In the text below about the band Disguises, condense the paragraph beginning "Well, this maybe made me cry" into a bulleted list of its main facts.

* DOCUMENT EXCERPT *

◆ ◆ ◆ ◆ ◆ ◆ ◆

Well, this maybe made me cry because nothing has really seemed more significant recently: One of the greatest OUT Canadian bands of all time playing at the
sexiest intersection in the country. Nobody showed up, except for the LEGEND Mark Maclean
(1) and Brian Seeger
(2) (documentarian). Whomever curated this stage was a GENIUS. Get Disguises to rip a set that sounds like someone shovelling glass trilliums overtop a TG rehearsal... at high-fucking-noon, at the epicentre of EVERYTHING. Before urban renewal, Yonge and Dundas was the only intersection in Canada that really felt like SOMEWHERE! That was before
Lastman and his minions at city hall razed the pawnshops and porn-shops, the record stores and headshops, the dank jewellery markets, the diner joints and a whole slew of gorgeous heritage commercial architecture. I’m over it now and back to thinking it’s the coolest intersection in Canada. And if you are old enough to remember Yonge and Dundas before the Great Flattening than you are old enough to remember
Disguises with
Kevin Hainey (3) in the line-up on woowoowoowoooozy bass. Sometimes he would just stare at the bass and use his will to pitch its eternal wooing. Jon Shapiro
(4) shreds bass here but he’s best remembered kneeling on a table playing mixer feedback, tapes and a giant horn. Randy Gagne, who looks like a cross between Prince and the Coffee Time at the corner of Dundas and Pape, better known to YOU as
Man Made Hill, is the shuffle in Disguises, the motion flow. And what of the roguish mug up front in the sick cyan plaid? That’s Kevin Crumpp who runs
Wintage Tapes and Records (5), crooning his little heart out, beating a rap, homeowner. The Disguises lp on Wintage (now OOP) is a chef d’oeuvre, recorded by Dale Morningstar at the legendary Gas Station Studio on Toronto Island
(6) (which is historically significant
(7)). People are so busy inquiring about the status of AIDS Wolf they forget to inquire about the status of Disguises, a more pressing question. And next year: Gastric Female Reflex featuring William Davidson at the Harborfront Center.

◆ ◆ ◆ ◆ ◆ ◆ ◆

Stored data entries
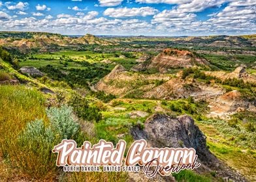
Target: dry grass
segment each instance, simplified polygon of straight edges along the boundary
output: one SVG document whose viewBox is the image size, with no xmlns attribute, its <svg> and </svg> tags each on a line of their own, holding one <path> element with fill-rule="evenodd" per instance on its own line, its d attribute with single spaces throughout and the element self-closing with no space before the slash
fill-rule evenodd
<svg viewBox="0 0 256 182">
<path fill-rule="evenodd" d="M 44 102 L 42 95 L 35 90 L 21 86 L 0 86 L 1 153 L 13 169 L 18 169 L 32 179 L 56 176 L 53 175 L 55 169 L 47 166 L 48 159 L 29 153 L 25 147 L 18 145 L 17 140 L 27 122 L 37 118 L 47 120 Z M 40 164 L 42 161 L 44 163 Z"/>
</svg>

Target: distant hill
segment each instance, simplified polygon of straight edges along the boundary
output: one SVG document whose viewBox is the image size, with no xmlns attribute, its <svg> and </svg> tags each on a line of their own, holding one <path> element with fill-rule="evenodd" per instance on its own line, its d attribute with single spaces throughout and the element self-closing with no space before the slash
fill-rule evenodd
<svg viewBox="0 0 256 182">
<path fill-rule="evenodd" d="M 42 52 L 55 51 L 60 47 L 93 44 L 112 46 L 116 45 L 116 43 L 91 34 L 77 38 L 40 32 L 0 32 L 0 46 L 15 48 L 24 53 L 31 49 Z"/>
<path fill-rule="evenodd" d="M 189 51 L 168 48 L 152 60 L 135 66 L 133 70 L 156 69 L 159 72 L 165 73 L 170 68 L 189 68 L 199 65 L 207 66 L 209 63 Z"/>
</svg>

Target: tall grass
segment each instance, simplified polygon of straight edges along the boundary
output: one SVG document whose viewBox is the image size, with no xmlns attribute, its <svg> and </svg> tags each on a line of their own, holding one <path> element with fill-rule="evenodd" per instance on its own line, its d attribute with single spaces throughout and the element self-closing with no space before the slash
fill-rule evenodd
<svg viewBox="0 0 256 182">
<path fill-rule="evenodd" d="M 37 156 L 30 155 L 18 142 L 27 122 L 46 121 L 43 96 L 22 86 L 0 86 L 0 150 L 13 168 L 38 166 Z M 27 171 L 24 171 L 27 173 Z"/>
<path fill-rule="evenodd" d="M 35 90 L 0 86 L 0 154 L 9 162 L 12 172 L 20 172 L 33 181 L 127 181 L 126 173 L 60 175 L 61 168 L 56 166 L 57 155 L 51 151 L 54 146 L 64 138 L 74 139 L 80 146 L 86 136 L 71 107 L 46 110 L 44 103 L 43 96 Z M 0 171 L 0 181 L 9 174 Z"/>
</svg>

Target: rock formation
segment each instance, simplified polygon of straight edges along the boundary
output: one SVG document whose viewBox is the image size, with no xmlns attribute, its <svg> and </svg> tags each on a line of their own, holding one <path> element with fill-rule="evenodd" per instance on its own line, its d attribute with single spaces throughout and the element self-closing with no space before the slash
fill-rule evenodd
<svg viewBox="0 0 256 182">
<path fill-rule="evenodd" d="M 219 117 L 223 119 L 236 112 L 249 110 L 256 112 L 255 103 L 244 100 L 241 93 L 237 90 L 227 92 L 209 103 L 209 116 Z"/>
<path fill-rule="evenodd" d="M 219 177 L 233 181 L 246 181 L 209 151 L 206 137 L 189 116 L 174 118 L 154 114 L 147 119 L 143 129 L 135 127 L 131 133 L 135 140 L 145 139 L 151 147 L 193 148 L 195 149 L 199 161 L 202 164 L 199 172 L 214 170 Z"/>
<path fill-rule="evenodd" d="M 200 64 L 208 65 L 208 63 L 189 51 L 166 49 L 152 59 L 147 68 L 157 68 L 165 73 L 170 68 L 189 68 Z"/>
<path fill-rule="evenodd" d="M 20 71 L 24 74 L 28 74 L 31 76 L 42 77 L 44 73 L 40 72 L 35 67 L 24 66 L 20 69 Z"/>
</svg>

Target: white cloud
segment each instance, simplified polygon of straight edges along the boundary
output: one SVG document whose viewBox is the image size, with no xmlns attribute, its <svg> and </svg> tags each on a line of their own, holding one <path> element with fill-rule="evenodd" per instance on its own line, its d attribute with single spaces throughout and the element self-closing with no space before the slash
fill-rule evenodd
<svg viewBox="0 0 256 182">
<path fill-rule="evenodd" d="M 40 5 L 39 4 L 38 4 L 38 5 L 35 6 L 35 8 L 37 8 L 37 10 L 38 10 L 38 11 L 44 11 L 44 10 L 48 10 L 48 11 L 50 11 L 50 10 L 51 10 L 50 8 L 47 7 L 46 5 L 42 5 L 41 6 L 41 5 Z"/>
<path fill-rule="evenodd" d="M 116 6 L 121 5 L 123 0 L 99 0 L 100 6 Z"/>
<path fill-rule="evenodd" d="M 50 19 L 52 19 L 52 18 L 54 18 L 54 17 L 53 17 L 52 16 L 51 16 L 50 14 L 47 15 L 47 16 L 45 17 L 45 19 L 47 19 L 47 20 L 50 20 Z"/>
<path fill-rule="evenodd" d="M 95 18 L 99 15 L 99 12 L 97 11 L 89 12 L 85 16 L 83 17 L 84 20 L 91 20 Z"/>
<path fill-rule="evenodd" d="M 9 19 L 10 16 L 3 11 L 0 11 L 0 20 L 5 20 Z"/>
<path fill-rule="evenodd" d="M 16 12 L 16 14 L 20 14 L 20 15 L 25 15 L 25 14 L 27 14 L 27 13 L 26 13 L 25 12 L 23 12 L 23 11 L 18 11 L 18 12 Z"/>
<path fill-rule="evenodd" d="M 141 8 L 107 8 L 103 13 L 105 16 L 114 18 L 121 18 L 121 17 L 132 17 L 132 16 L 147 16 L 150 15 L 154 15 L 158 10 L 152 7 L 141 7 Z"/>
<path fill-rule="evenodd" d="M 136 0 L 136 3 L 147 4 L 159 4 L 165 3 L 169 5 L 184 4 L 191 2 L 192 0 Z"/>
<path fill-rule="evenodd" d="M 201 12 L 206 8 L 219 6 L 227 0 L 193 0 L 189 3 L 180 5 L 177 9 L 181 12 Z"/>
<path fill-rule="evenodd" d="M 83 12 L 78 12 L 76 14 L 76 16 L 84 16 L 84 13 L 83 13 Z"/>
<path fill-rule="evenodd" d="M 72 8 L 69 6 L 68 9 L 69 9 L 69 10 L 72 9 L 73 10 L 75 10 L 75 11 L 86 11 L 88 10 L 88 8 L 86 7 L 84 9 L 81 9 L 81 8 L 78 8 L 77 6 L 75 6 L 72 7 Z"/>
<path fill-rule="evenodd" d="M 17 4 L 10 5 L 11 5 L 10 2 L 7 2 L 5 3 L 5 5 L 7 6 L 7 8 L 10 10 L 13 10 L 16 9 L 24 10 L 29 5 L 29 3 L 27 2 L 25 3 L 19 2 Z"/>
<path fill-rule="evenodd" d="M 57 18 L 71 18 L 72 16 L 70 14 L 60 14 L 57 15 Z"/>
<path fill-rule="evenodd" d="M 165 10 L 153 16 L 153 21 L 155 23 L 165 21 L 192 21 L 197 16 L 195 14 L 181 13 L 177 10 Z"/>
<path fill-rule="evenodd" d="M 37 10 L 38 11 L 43 11 L 44 10 L 47 6 L 45 5 L 42 5 L 42 6 L 38 4 L 35 8 L 37 8 Z"/>
<path fill-rule="evenodd" d="M 253 5 L 256 5 L 256 1 L 255 0 L 236 1 L 229 4 L 229 6 L 248 6 Z"/>
<path fill-rule="evenodd" d="M 33 12 L 32 13 L 33 16 L 44 16 L 44 14 L 43 14 L 42 13 L 40 12 Z"/>
</svg>

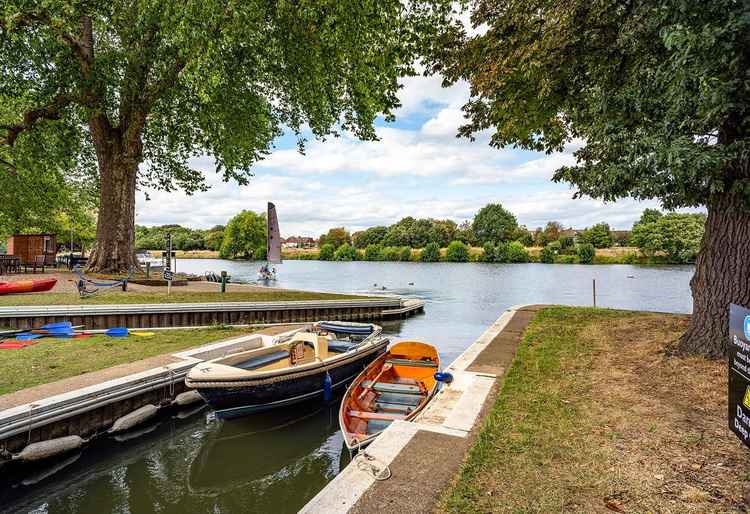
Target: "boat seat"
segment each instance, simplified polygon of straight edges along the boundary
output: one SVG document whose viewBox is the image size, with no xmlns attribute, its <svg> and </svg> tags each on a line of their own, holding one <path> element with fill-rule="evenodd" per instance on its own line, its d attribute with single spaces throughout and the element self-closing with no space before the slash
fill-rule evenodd
<svg viewBox="0 0 750 514">
<path fill-rule="evenodd" d="M 376 382 L 375 385 L 373 385 L 372 380 L 364 380 L 362 381 L 362 387 L 374 389 L 379 393 L 422 394 L 422 390 L 419 386 L 393 384 L 390 382 Z"/>
<path fill-rule="evenodd" d="M 235 368 L 240 369 L 246 369 L 246 370 L 252 370 L 252 369 L 258 369 L 262 368 L 263 366 L 267 364 L 272 364 L 274 362 L 278 362 L 280 360 L 288 359 L 289 358 L 289 352 L 286 350 L 280 351 L 280 352 L 273 352 L 266 355 L 261 355 L 260 357 L 253 357 L 252 359 L 246 360 L 245 362 L 240 362 L 239 364 L 235 364 Z"/>
<path fill-rule="evenodd" d="M 406 417 L 405 414 L 397 414 L 395 412 L 367 412 L 362 410 L 350 410 L 349 416 L 359 419 L 379 419 L 389 421 L 404 419 Z"/>
<path fill-rule="evenodd" d="M 377 409 L 380 412 L 383 411 L 392 411 L 392 412 L 403 412 L 404 414 L 409 414 L 415 406 L 410 405 L 402 405 L 400 403 L 386 403 L 386 402 L 375 402 L 375 409 Z"/>
<path fill-rule="evenodd" d="M 379 393 L 377 401 L 416 407 L 422 401 L 422 397 L 416 394 Z"/>
<path fill-rule="evenodd" d="M 388 359 L 385 361 L 395 366 L 408 366 L 414 368 L 437 368 L 437 363 L 433 361 L 418 361 L 414 359 Z"/>
<path fill-rule="evenodd" d="M 371 419 L 367 422 L 367 435 L 378 434 L 388 428 L 393 421 L 382 419 Z"/>
</svg>

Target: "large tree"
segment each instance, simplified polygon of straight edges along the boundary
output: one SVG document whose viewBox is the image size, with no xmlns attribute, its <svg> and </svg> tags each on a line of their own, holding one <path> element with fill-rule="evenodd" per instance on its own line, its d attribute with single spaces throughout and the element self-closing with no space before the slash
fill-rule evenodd
<svg viewBox="0 0 750 514">
<path fill-rule="evenodd" d="M 449 13 L 445 0 L 6 0 L 0 142 L 51 120 L 79 129 L 69 143 L 93 147 L 101 186 L 90 267 L 124 271 L 139 186 L 205 188 L 187 164 L 201 154 L 244 184 L 284 127 L 374 139 Z"/>
<path fill-rule="evenodd" d="M 553 152 L 577 196 L 705 206 L 693 316 L 679 348 L 724 355 L 730 303 L 750 305 L 750 3 L 478 0 L 478 35 L 446 34 L 433 63 L 466 79 L 467 136 Z"/>
</svg>

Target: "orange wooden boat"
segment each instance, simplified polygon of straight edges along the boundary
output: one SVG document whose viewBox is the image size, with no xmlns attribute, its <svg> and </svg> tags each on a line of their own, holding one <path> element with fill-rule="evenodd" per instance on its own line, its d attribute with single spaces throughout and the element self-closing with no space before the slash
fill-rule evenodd
<svg viewBox="0 0 750 514">
<path fill-rule="evenodd" d="M 397 419 L 419 414 L 438 390 L 440 357 L 434 346 L 417 341 L 393 345 L 347 389 L 339 425 L 349 449 L 370 444 Z"/>
<path fill-rule="evenodd" d="M 16 282 L 0 282 L 0 294 L 39 293 L 49 291 L 57 283 L 56 278 L 43 280 L 18 280 Z"/>
</svg>

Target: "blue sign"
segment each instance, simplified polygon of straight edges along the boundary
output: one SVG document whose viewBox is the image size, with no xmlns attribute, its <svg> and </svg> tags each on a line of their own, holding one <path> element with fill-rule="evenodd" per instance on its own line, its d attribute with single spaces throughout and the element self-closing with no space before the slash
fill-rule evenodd
<svg viewBox="0 0 750 514">
<path fill-rule="evenodd" d="M 729 429 L 750 446 L 750 309 L 729 306 Z"/>
</svg>

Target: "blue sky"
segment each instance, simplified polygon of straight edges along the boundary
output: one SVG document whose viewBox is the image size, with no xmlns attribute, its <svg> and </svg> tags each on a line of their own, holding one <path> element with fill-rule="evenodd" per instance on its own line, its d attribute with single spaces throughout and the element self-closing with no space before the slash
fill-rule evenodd
<svg viewBox="0 0 750 514">
<path fill-rule="evenodd" d="M 226 224 L 250 209 L 276 204 L 282 235 L 311 235 L 334 226 L 352 232 L 388 225 L 404 216 L 471 219 L 482 206 L 500 202 L 529 228 L 555 220 L 585 227 L 600 221 L 630 228 L 656 202 L 621 200 L 604 204 L 573 200 L 567 184 L 550 180 L 553 171 L 574 162 L 571 145 L 553 155 L 515 149 L 497 150 L 487 134 L 475 142 L 455 137 L 463 122 L 466 84 L 442 88 L 438 77 L 404 81 L 395 123 L 379 123 L 377 142 L 349 135 L 311 140 L 301 155 L 291 137 L 277 141 L 274 152 L 254 167 L 247 186 L 224 183 L 210 158 L 192 161 L 206 173 L 211 189 L 183 193 L 139 193 L 136 223 L 179 223 L 193 228 Z"/>
</svg>

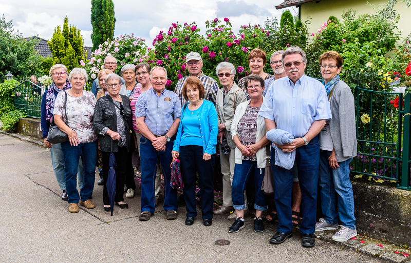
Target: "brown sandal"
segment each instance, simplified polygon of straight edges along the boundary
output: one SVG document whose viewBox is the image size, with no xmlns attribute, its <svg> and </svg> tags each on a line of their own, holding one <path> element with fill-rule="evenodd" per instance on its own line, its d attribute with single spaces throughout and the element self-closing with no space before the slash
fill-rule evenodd
<svg viewBox="0 0 411 263">
<path fill-rule="evenodd" d="M 292 220 L 293 221 L 296 221 L 298 222 L 297 223 L 293 223 L 293 226 L 295 227 L 296 226 L 300 226 L 301 224 L 301 221 L 303 220 L 303 217 L 301 216 L 301 212 L 296 212 L 295 211 L 291 212 L 291 216 L 295 215 L 296 217 L 292 217 Z"/>
</svg>

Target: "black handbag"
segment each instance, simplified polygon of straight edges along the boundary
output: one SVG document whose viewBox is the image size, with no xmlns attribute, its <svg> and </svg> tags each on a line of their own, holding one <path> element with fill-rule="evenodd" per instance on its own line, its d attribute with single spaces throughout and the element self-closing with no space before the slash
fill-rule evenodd
<svg viewBox="0 0 411 263">
<path fill-rule="evenodd" d="M 68 126 L 68 123 L 67 123 L 67 113 L 66 111 L 67 106 L 67 93 L 65 91 L 64 91 L 65 93 L 64 96 L 64 114 L 66 115 L 65 123 L 66 125 Z M 68 135 L 67 133 L 60 130 L 53 121 L 48 130 L 47 140 L 51 144 L 64 143 L 68 140 Z"/>
</svg>

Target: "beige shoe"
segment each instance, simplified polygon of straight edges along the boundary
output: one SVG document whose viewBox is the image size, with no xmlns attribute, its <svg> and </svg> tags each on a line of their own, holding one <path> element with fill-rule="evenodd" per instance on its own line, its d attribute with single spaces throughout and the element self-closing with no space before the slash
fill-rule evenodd
<svg viewBox="0 0 411 263">
<path fill-rule="evenodd" d="M 70 213 L 78 213 L 79 206 L 75 203 L 70 203 L 68 204 L 68 211 Z"/>
<path fill-rule="evenodd" d="M 250 210 L 247 209 L 246 210 L 244 210 L 244 217 L 245 218 L 246 216 L 250 215 Z M 237 214 L 236 214 L 235 211 L 234 211 L 232 214 L 228 216 L 227 219 L 229 220 L 235 220 L 237 219 Z"/>
<path fill-rule="evenodd" d="M 233 212 L 234 211 L 234 209 L 232 206 L 226 207 L 225 206 L 221 206 L 218 209 L 213 211 L 213 213 L 214 213 L 215 215 L 222 215 L 223 214 L 230 213 L 230 212 Z"/>
<path fill-rule="evenodd" d="M 87 200 L 86 200 L 84 202 L 83 201 L 82 201 L 81 200 L 80 200 L 80 202 L 79 202 L 79 203 L 80 203 L 80 204 L 81 205 L 82 205 L 82 206 L 83 206 L 84 207 L 85 207 L 86 208 L 88 208 L 89 209 L 92 209 L 94 208 L 95 207 L 96 207 L 96 206 L 94 205 L 94 204 L 93 204 L 93 202 L 92 202 L 91 200 L 90 200 L 89 199 L 87 199 Z"/>
</svg>

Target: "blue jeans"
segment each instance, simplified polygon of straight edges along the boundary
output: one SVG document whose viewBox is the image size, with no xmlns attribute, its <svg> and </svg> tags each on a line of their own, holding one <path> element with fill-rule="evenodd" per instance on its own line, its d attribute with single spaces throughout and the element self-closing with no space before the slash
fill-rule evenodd
<svg viewBox="0 0 411 263">
<path fill-rule="evenodd" d="M 331 151 L 320 151 L 319 183 L 321 194 L 321 211 L 325 221 L 330 225 L 338 223 L 356 229 L 354 216 L 354 195 L 350 181 L 350 162 L 352 158 L 339 161 L 340 167 L 333 170 L 328 164 Z M 338 194 L 338 213 L 335 210 L 335 192 Z"/>
<path fill-rule="evenodd" d="M 91 143 L 80 143 L 77 146 L 70 145 L 69 141 L 61 143 L 64 156 L 64 173 L 69 204 L 77 204 L 80 200 L 79 192 L 76 188 L 76 175 L 80 157 L 83 159 L 84 171 L 83 187 L 80 189 L 81 200 L 84 201 L 90 199 L 92 195 L 97 164 L 97 140 Z"/>
<path fill-rule="evenodd" d="M 66 190 L 66 179 L 64 173 L 64 156 L 61 150 L 61 144 L 53 144 L 50 148 L 50 154 L 51 155 L 51 165 L 54 172 L 57 183 L 62 190 Z M 83 178 L 84 176 L 84 171 L 83 168 L 83 161 L 81 158 L 79 161 L 79 168 L 77 170 L 77 183 L 79 188 L 83 187 Z"/>
<path fill-rule="evenodd" d="M 320 163 L 318 136 L 310 143 L 295 150 L 300 187 L 301 189 L 301 212 L 303 222 L 300 230 L 303 234 L 313 234 L 315 229 L 317 211 L 317 186 Z M 271 148 L 271 160 L 275 159 L 275 151 Z M 292 229 L 291 190 L 294 170 L 287 170 L 271 162 L 274 177 L 274 201 L 278 217 L 277 231 L 290 233 Z"/>
<path fill-rule="evenodd" d="M 254 208 L 259 211 L 266 211 L 268 208 L 266 196 L 261 191 L 263 179 L 266 168 L 258 168 L 257 161 L 243 160 L 242 164 L 236 164 L 234 174 L 233 176 L 233 185 L 231 187 L 231 198 L 233 207 L 237 210 L 242 210 L 246 207 L 244 204 L 244 191 L 251 173 L 254 174 L 255 186 L 255 203 Z"/>
<path fill-rule="evenodd" d="M 165 144 L 165 151 L 157 151 L 148 139 L 141 135 L 140 138 L 140 159 L 141 163 L 141 212 L 147 211 L 153 214 L 156 209 L 156 193 L 154 186 L 157 170 L 157 157 L 163 170 L 164 179 L 164 204 L 167 211 L 177 211 L 177 189 L 170 186 L 171 168 L 173 161 L 171 151 L 174 141 Z"/>
<path fill-rule="evenodd" d="M 215 154 L 212 154 L 209 160 L 204 160 L 202 158 L 204 154 L 202 146 L 197 145 L 180 146 L 179 154 L 180 170 L 184 182 L 183 194 L 187 209 L 186 216 L 197 216 L 196 174 L 198 171 L 202 218 L 211 219 L 213 218 L 213 204 L 214 202 Z"/>
</svg>

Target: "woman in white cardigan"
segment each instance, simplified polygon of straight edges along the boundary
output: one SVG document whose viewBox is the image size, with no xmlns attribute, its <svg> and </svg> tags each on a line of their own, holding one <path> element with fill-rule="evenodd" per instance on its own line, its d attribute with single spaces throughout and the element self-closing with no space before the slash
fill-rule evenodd
<svg viewBox="0 0 411 263">
<path fill-rule="evenodd" d="M 267 201 L 261 186 L 264 178 L 267 152 L 269 141 L 266 137 L 264 118 L 258 116 L 264 101 L 264 80 L 258 75 L 247 77 L 245 86 L 251 99 L 238 105 L 231 132 L 235 149 L 235 167 L 233 178 L 233 207 L 237 215 L 230 233 L 236 233 L 244 227 L 244 190 L 251 173 L 254 173 L 255 185 L 255 217 L 254 231 L 262 233 L 264 226 L 261 215 L 267 209 Z"/>
</svg>

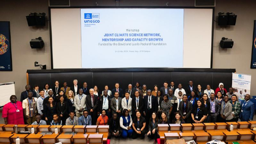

◆ ◆ ◆ ◆ ◆ ◆ ◆

* YOUR RESPONSE *
- Disguises, an out Canadian band, played a noon set at Yonge and Dundas. Hardly anyone came besides Mark Maclean and documentarian Brian Seeger.
- The writer praises whoever curated the stage.
- Under urban renewal, Lastman and city hall razed the intersection's pawnshops, porn shops, record stores, head shops, jewelry markets, diners and heritage commercial architecture. The writer again considers it the coolest intersection in Canada.
- An earlier lineup had Kevin Hainey on bass.
- Jon Shapiro now plays bass. He is best remembered for kneeling on a table playing mixer feedback, tapes and a giant horn.
- Randy Gagne, known as Man Made Hill, provides the band's shuffle and motion.
- Kevin Crumpp, who runs Wintage Tapes and Records, sings up front.
- The Disguises LP on Wintage is now out of print. Dale Morningstar recorded it at Gas Station Studio on Toronto Island.
- The writer calls Disguises' status a more pressing question than that of AIDS Wolf.
- Next year brings Gastric Female Reflex featuring William Davidson at the Harborfront Center.